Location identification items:
begin

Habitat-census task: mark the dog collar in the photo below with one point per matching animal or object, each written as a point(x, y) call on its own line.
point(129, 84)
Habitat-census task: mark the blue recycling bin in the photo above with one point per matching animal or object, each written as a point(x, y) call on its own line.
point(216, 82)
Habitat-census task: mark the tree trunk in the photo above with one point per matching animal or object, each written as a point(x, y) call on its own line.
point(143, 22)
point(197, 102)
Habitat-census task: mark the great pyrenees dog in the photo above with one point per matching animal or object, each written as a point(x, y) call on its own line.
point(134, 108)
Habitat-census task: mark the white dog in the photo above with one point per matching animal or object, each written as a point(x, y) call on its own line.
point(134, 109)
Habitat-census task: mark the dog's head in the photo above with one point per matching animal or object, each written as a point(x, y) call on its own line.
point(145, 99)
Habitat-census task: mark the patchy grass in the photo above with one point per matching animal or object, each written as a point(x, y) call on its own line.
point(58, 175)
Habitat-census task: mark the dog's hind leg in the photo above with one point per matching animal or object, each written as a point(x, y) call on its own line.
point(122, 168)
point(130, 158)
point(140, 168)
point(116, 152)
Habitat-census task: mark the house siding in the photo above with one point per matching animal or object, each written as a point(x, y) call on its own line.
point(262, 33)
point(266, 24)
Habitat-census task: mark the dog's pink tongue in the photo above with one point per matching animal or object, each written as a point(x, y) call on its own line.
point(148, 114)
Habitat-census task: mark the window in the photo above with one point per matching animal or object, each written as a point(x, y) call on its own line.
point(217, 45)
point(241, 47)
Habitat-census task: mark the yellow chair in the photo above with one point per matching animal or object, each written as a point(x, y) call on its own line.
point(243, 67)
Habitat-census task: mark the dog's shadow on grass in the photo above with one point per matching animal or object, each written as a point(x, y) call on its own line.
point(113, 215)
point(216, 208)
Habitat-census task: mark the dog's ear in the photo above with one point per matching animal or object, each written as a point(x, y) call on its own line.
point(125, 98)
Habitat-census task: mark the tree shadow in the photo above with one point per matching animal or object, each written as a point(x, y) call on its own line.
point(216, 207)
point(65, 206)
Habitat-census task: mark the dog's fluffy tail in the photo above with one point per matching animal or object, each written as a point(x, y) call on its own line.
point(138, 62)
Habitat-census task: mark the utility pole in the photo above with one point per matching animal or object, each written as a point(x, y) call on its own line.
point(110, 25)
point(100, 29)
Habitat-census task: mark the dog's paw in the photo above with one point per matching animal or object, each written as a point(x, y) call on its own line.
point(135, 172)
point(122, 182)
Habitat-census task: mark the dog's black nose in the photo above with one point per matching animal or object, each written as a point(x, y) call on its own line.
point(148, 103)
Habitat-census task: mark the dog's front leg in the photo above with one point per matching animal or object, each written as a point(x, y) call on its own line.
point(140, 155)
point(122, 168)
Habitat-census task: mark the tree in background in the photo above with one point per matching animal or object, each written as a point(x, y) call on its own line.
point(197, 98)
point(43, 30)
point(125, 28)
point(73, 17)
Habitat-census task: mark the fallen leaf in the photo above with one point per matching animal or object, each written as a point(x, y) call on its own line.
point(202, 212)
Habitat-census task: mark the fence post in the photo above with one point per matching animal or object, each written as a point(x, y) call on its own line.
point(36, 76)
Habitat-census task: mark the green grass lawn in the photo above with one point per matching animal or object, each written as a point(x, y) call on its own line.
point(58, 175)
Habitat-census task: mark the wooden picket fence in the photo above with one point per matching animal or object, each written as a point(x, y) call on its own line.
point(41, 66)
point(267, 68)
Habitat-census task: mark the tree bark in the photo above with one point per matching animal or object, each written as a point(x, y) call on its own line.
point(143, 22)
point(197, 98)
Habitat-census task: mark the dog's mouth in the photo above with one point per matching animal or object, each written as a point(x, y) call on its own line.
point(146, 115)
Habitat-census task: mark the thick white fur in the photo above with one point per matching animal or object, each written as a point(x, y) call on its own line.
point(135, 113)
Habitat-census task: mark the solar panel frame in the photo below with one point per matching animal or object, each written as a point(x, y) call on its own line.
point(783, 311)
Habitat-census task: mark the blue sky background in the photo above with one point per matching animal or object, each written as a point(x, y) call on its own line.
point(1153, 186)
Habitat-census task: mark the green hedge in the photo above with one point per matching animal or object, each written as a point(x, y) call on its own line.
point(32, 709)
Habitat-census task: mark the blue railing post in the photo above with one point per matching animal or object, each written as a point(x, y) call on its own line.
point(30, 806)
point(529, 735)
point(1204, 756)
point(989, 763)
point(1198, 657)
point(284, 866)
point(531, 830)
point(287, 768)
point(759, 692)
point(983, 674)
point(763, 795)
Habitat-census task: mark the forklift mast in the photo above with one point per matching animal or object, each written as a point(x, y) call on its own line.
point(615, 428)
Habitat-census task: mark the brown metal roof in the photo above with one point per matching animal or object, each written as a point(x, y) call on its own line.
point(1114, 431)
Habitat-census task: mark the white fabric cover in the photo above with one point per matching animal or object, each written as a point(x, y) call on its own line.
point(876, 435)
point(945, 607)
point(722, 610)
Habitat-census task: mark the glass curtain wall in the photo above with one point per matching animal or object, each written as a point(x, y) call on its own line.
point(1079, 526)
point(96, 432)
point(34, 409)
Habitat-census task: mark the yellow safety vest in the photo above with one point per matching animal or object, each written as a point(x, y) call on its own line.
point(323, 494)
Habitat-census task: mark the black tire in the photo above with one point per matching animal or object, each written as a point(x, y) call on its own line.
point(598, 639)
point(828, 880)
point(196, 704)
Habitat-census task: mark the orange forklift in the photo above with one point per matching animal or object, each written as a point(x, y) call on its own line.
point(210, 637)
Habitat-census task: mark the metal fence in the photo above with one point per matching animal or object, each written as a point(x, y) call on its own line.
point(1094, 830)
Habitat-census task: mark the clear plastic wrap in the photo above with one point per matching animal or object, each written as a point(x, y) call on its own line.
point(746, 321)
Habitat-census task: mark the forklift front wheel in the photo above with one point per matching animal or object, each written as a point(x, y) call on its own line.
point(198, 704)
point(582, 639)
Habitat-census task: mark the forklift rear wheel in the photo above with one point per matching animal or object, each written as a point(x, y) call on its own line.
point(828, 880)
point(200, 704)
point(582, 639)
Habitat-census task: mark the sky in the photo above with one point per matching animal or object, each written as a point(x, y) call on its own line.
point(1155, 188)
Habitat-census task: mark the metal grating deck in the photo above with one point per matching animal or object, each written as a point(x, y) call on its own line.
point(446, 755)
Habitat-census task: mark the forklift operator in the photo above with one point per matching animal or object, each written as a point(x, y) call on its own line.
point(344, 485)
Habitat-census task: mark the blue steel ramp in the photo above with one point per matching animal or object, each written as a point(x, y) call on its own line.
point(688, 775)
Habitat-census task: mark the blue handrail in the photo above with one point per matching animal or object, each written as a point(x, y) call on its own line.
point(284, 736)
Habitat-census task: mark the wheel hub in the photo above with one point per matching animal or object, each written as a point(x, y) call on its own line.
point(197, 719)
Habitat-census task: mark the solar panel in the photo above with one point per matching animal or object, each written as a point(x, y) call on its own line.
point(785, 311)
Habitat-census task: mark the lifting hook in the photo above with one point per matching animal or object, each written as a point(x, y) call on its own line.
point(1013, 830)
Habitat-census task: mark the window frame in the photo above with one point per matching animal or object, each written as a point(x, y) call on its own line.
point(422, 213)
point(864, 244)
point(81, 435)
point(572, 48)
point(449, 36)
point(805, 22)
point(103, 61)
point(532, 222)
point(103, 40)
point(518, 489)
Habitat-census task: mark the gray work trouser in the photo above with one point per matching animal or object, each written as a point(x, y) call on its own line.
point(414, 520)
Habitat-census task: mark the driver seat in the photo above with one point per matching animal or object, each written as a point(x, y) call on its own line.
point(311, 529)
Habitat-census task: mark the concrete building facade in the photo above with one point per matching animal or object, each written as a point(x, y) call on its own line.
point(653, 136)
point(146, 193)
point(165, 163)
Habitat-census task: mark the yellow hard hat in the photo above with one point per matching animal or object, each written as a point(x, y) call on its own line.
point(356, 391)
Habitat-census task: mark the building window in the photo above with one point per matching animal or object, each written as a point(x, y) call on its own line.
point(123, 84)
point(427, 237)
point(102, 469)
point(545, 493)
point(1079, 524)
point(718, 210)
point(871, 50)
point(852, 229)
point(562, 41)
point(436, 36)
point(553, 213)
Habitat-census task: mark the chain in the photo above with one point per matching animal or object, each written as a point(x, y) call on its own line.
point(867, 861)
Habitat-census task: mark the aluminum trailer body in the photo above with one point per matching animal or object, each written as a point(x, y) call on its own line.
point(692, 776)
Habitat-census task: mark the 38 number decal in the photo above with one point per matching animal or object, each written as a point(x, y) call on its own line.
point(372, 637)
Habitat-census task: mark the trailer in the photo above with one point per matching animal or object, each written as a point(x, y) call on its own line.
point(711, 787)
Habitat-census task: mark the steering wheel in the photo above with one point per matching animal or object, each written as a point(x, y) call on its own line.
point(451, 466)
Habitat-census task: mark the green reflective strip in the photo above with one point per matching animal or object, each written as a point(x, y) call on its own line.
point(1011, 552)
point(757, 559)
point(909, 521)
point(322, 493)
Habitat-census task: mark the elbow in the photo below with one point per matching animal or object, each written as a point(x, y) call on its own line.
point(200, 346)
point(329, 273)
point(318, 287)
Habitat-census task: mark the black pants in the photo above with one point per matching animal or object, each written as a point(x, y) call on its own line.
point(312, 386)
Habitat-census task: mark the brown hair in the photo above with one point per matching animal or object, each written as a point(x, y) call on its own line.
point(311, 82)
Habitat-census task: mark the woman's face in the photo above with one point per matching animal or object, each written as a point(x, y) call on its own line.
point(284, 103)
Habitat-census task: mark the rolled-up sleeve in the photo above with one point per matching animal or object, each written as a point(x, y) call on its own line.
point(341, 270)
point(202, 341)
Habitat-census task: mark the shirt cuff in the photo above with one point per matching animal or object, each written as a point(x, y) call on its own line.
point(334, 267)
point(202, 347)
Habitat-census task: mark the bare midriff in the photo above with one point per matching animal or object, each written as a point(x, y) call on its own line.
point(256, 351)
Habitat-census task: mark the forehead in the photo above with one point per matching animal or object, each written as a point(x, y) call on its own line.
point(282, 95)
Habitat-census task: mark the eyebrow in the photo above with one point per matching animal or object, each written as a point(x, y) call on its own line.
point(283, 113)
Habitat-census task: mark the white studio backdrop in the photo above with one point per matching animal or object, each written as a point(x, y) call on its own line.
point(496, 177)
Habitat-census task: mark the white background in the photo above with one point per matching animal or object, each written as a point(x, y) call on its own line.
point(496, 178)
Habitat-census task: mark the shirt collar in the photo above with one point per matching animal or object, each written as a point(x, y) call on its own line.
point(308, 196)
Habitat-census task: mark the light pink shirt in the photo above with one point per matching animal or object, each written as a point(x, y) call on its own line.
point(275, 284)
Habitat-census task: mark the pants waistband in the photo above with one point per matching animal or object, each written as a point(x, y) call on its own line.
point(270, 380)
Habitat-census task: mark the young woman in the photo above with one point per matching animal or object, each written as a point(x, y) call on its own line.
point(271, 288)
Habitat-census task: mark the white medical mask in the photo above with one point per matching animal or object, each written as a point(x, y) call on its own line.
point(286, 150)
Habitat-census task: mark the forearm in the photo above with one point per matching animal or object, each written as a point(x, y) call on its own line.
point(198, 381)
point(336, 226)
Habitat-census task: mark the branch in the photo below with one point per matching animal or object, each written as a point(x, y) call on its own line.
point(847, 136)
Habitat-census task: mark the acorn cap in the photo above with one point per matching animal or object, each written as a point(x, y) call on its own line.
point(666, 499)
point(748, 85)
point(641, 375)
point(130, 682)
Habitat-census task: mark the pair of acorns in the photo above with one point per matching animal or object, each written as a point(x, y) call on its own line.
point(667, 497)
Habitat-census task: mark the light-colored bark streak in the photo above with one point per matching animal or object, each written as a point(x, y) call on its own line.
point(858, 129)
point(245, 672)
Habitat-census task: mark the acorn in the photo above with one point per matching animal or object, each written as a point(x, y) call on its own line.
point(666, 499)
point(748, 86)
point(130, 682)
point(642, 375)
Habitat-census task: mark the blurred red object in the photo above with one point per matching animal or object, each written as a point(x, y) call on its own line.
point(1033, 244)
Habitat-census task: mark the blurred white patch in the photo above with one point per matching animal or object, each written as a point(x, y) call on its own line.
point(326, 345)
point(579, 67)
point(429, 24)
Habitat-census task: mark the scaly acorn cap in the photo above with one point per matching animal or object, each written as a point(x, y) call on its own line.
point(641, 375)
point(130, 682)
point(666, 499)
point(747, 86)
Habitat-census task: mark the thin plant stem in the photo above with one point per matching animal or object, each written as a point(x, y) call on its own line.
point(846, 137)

end

### Problem
Please convert the stretch of the listing from the line containing "Habitat-census task: mark the yellow hard" through the line containing "point(318, 287)" into a JSON list of strings, one string per line, with blank lines left out.

### Right answer
[
  "Habitat-census task: mark the yellow hard hat in the photo above with one point per matching animal or object, each written as a point(x, y) call on its own line.",
  "point(356, 391)",
  "Habitat-census task: mark the building window in the photo above with one point per matching animal or object, each written as a point(x, y) call on its own line.",
  "point(123, 84)",
  "point(427, 237)",
  "point(102, 469)",
  "point(545, 493)",
  "point(1079, 524)",
  "point(718, 210)",
  "point(871, 50)",
  "point(852, 229)",
  "point(562, 41)",
  "point(436, 36)",
  "point(553, 213)",
  "Habitat-census task: mark the chain in the photo above with one point per matching animal or object, each written as a point(x, y) call on its own line.",
  "point(867, 861)",
  "Habitat-census task: mark the aluminum trailer body in the photo above with one point per matching animal or object, each written as a point(x, y) call on its own line.",
  "point(692, 776)",
  "Habitat-census task: mark the 38 number decal in the photo above with one point per matching animal or object, each written as a point(x, y) call on its own line.",
  "point(372, 637)",
  "Habitat-census task: mark the trailer in the photo above with one point per matching animal or object, each written as a point(x, y) call on its own line.",
  "point(711, 787)",
  "Habitat-census task: mark the steering wheel in the photo above with one point per matching animal or object, each written as a point(x, y) call on its own line.",
  "point(451, 466)",
  "Habitat-census task: mark the green reflective strip in the photo above with one point per matching animal or object, each written as a point(x, y) call on its own line.",
  "point(1011, 552)",
  "point(757, 559)",
  "point(909, 521)",
  "point(322, 493)",
  "Habitat-census task: mark the elbow in the photo below with one point per matching animal or object, each written as a point(x, y) call on its own line.",
  "point(200, 346)",
  "point(329, 273)",
  "point(318, 287)"
]